◆ DOCUMENT EXCERPT

:::::

GDPR for Engineers: What is Personal Data

After spending quite a lot of time to work on GDPR compliance, I thought it would be useful to write a short post about what “Personal Data” means for Engineers.

Before looking into the definitions, I would stress 2 things:

  • Personal Data is probably not what you would assume without carefully reading the GDPR definition
  • Having Personal Data in your servers and databases is not a sin (and probably you will not be able to avoid it). You just have to make sure you handle that data in the right way, in compliance with GDPR.

Definition of Personal Data

Let’s see the law:

‘personal data’ means any information relating to an identified or identifiable natural person (‘data subject’); an identifiable natural person is one who can be identified, directly or indirectly, in particular by reference to an identifier such as a name, an identification number, location data, an online identifier or to one or more factors specific to the physical, physiological, genetic, mental, economic, cultural or social identity of that natural person;

Reference: https://gdpr-info.eu/art-4-gdpr/.

and take piece by piece:

any information relating to an identified or identifiable natural person

So any data that can be traced or linked back to a natural person. This already covers 2 types of data: one that could be used to identify a natural person [1], and another that is related to it [2].

What kind of data can be used to identify a natural person [1]?

Most obvious cases are full name, full address, national ID number, passport number, email address. What may be less obvious is: IP address, cookie ID. Another thing to consider is that a combination of different data fields may also good enough (bad enough?) to identify an individual. Remember this game?

:::::

◆ DATA EXTRACT

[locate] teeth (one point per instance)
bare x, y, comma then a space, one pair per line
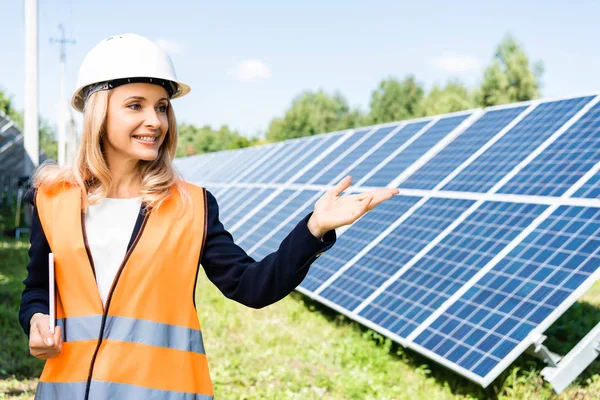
145, 138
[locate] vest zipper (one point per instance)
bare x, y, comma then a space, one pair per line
110, 293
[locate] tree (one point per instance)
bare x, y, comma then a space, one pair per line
394, 100
193, 140
312, 113
47, 132
510, 77
451, 98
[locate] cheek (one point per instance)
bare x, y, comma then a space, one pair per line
120, 126
164, 123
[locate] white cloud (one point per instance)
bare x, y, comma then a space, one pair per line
453, 62
250, 70
169, 46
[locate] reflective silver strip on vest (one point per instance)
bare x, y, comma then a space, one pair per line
132, 330
109, 390
53, 390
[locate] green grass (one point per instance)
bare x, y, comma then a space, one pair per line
298, 349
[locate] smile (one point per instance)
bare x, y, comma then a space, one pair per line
146, 139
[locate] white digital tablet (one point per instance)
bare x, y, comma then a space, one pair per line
51, 291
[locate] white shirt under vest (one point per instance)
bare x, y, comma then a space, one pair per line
109, 225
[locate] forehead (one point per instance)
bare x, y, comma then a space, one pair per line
147, 90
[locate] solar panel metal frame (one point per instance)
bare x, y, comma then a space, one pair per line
438, 192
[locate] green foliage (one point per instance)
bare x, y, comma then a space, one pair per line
394, 100
48, 141
451, 98
510, 78
312, 113
14, 352
194, 140
296, 349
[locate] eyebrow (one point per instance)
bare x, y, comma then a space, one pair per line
143, 98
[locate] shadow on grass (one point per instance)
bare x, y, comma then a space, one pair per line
563, 335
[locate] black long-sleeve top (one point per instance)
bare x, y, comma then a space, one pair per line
239, 277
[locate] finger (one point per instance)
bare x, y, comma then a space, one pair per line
343, 185
57, 337
380, 196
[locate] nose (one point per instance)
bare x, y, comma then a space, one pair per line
151, 119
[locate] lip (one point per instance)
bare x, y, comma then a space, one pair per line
150, 144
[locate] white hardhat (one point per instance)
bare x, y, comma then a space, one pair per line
122, 59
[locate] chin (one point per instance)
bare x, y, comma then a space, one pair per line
148, 157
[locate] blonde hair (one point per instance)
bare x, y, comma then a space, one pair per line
91, 172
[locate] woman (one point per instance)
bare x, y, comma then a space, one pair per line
128, 236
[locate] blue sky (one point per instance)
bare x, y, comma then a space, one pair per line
246, 61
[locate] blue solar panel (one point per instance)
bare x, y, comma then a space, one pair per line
233, 171
591, 189
515, 146
564, 162
466, 278
256, 220
334, 170
319, 146
229, 198
309, 175
519, 293
461, 148
395, 250
414, 151
297, 148
268, 163
436, 276
397, 140
243, 207
360, 234
300, 204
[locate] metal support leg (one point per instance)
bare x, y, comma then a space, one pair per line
573, 364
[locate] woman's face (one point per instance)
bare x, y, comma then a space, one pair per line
136, 122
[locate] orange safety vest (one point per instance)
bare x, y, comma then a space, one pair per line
146, 343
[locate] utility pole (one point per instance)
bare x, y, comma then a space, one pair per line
31, 131
62, 111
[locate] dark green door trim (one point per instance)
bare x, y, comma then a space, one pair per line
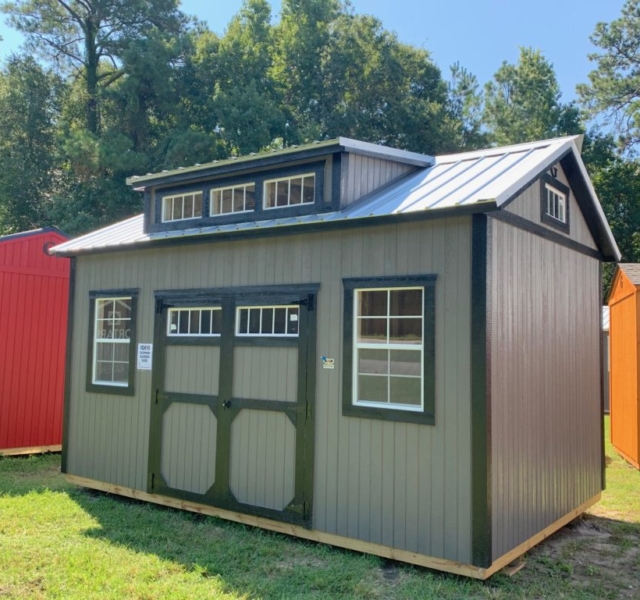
226, 407
481, 518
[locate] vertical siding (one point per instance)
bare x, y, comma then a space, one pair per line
192, 370
545, 383
266, 373
623, 329
189, 433
263, 449
397, 484
365, 174
34, 291
528, 206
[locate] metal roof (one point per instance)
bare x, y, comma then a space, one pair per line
484, 179
340, 144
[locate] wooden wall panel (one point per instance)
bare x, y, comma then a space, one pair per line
265, 373
192, 370
398, 484
363, 174
545, 383
528, 206
262, 469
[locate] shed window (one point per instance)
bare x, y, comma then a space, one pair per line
269, 321
233, 199
290, 191
556, 202
181, 207
389, 345
111, 349
199, 322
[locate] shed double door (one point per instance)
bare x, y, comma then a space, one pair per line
232, 405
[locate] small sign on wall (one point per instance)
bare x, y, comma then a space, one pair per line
145, 357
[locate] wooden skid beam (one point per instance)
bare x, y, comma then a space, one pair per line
414, 558
31, 450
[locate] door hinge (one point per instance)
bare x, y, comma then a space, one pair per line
309, 302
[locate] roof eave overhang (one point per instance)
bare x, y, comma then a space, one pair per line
292, 229
230, 166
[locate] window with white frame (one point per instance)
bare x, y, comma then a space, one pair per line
268, 321
233, 199
112, 341
195, 322
388, 348
556, 203
289, 191
180, 207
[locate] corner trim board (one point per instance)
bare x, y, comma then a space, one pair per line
481, 523
422, 560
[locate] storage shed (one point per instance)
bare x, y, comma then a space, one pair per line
624, 335
372, 348
34, 291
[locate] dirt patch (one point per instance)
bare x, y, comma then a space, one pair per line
592, 552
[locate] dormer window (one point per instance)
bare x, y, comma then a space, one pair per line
554, 203
233, 199
181, 207
289, 191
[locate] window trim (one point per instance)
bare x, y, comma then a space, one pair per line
265, 335
170, 335
424, 416
106, 388
235, 186
547, 181
288, 178
182, 194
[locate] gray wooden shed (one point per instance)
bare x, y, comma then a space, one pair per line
381, 350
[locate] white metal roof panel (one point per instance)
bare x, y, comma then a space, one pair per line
459, 180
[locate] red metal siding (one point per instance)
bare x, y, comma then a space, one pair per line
34, 292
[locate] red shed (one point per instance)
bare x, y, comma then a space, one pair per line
34, 295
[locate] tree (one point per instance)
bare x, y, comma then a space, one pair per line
614, 89
29, 104
90, 37
522, 103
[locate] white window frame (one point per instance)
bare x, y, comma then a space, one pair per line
261, 308
97, 340
550, 204
302, 176
233, 188
191, 309
388, 346
169, 218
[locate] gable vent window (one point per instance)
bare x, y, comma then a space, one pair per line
270, 321
181, 207
289, 191
233, 199
556, 204
195, 322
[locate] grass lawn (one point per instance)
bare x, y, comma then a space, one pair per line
60, 541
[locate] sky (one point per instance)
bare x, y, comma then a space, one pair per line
479, 34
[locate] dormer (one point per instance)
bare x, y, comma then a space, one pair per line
304, 180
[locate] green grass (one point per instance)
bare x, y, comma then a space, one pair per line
60, 541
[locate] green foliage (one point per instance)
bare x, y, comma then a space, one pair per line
614, 88
522, 103
29, 98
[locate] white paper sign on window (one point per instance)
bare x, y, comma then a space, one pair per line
145, 357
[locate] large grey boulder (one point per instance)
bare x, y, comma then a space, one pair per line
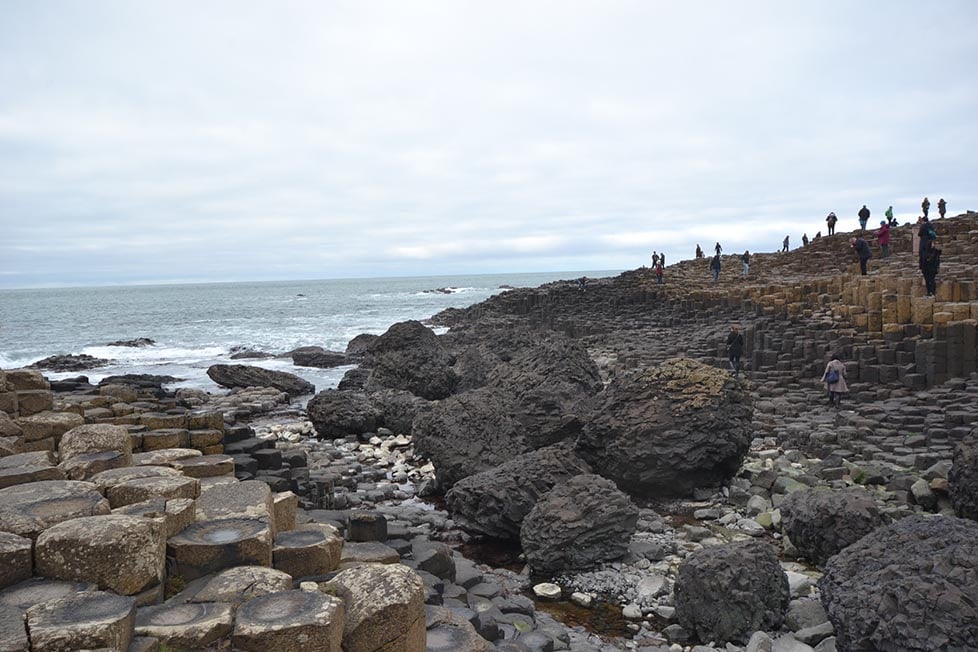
494, 502
410, 357
910, 586
469, 433
962, 480
337, 413
578, 524
723, 593
821, 522
670, 429
239, 375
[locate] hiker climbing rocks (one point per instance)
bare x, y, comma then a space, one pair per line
861, 247
735, 348
883, 237
834, 378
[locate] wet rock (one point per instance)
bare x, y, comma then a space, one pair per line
822, 522
337, 413
469, 433
962, 480
410, 357
723, 593
384, 608
494, 502
578, 524
290, 621
670, 429
248, 376
906, 586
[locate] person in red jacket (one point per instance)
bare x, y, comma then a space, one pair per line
883, 237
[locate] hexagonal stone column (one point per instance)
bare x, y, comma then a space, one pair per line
209, 546
124, 554
384, 608
82, 621
290, 621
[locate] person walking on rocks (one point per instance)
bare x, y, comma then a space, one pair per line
831, 220
715, 268
834, 378
861, 247
735, 348
883, 237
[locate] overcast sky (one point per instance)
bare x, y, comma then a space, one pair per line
194, 141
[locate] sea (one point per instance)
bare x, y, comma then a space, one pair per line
195, 326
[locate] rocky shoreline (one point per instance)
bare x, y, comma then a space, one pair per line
642, 497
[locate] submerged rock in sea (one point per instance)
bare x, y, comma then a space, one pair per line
669, 429
237, 375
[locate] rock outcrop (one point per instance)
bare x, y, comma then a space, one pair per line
669, 430
907, 586
724, 593
237, 375
578, 524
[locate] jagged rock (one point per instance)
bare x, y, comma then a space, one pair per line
237, 375
822, 522
290, 621
189, 626
962, 480
907, 586
670, 429
726, 592
83, 621
578, 524
29, 509
70, 362
494, 502
120, 553
317, 356
16, 559
384, 608
337, 413
409, 357
469, 433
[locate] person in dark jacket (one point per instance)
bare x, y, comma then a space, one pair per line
930, 266
735, 349
861, 247
715, 268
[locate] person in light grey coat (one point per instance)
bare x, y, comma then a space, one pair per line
839, 386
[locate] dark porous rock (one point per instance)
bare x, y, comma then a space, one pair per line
821, 522
239, 375
337, 413
136, 343
397, 409
578, 524
469, 433
912, 585
359, 344
70, 362
317, 356
494, 502
670, 429
410, 357
723, 593
962, 480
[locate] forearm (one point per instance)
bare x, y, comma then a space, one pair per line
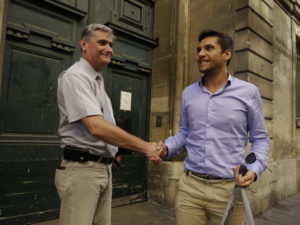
111, 134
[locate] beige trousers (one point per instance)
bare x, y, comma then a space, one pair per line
85, 191
199, 201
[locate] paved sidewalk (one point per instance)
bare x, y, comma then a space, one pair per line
286, 212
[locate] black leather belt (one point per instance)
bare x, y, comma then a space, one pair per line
76, 154
203, 176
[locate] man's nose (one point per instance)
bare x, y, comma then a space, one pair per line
201, 52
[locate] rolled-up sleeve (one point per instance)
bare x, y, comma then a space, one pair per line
79, 99
258, 134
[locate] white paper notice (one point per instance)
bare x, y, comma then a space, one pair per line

:::::

◆ REQUIREMENT A
In the GDPR post, which two less obvious kinds of data are named as able to identify a person?
◆ REQUIREMENT B
Reproduce the part of the GDPR post that opens with the words containing "Definition of Personal Data" and closes with "Reference: https://gdpr-info.eu/art-4-gdpr/.".
The rows aren't needed for anything here.

◆ WRITTEN REPLY A
IP address and cookie ID.

◆ WRITTEN REPLY B
Definition of Personal Data

Let’s see the law:

‘personal data’ means any information relating to an identified or identifiable natural person (‘data subject’); an identifiable natural person is one who can be identified, directly or indirectly, in particular by reference to an identifier such as a name, an identification number, location data, an online identifier or to one or more factors specific to the physical, physiological, genetic, mental, economic, cultural or social identity of that natural person;

Reference: https://gdpr-info.eu/art-4-gdpr/.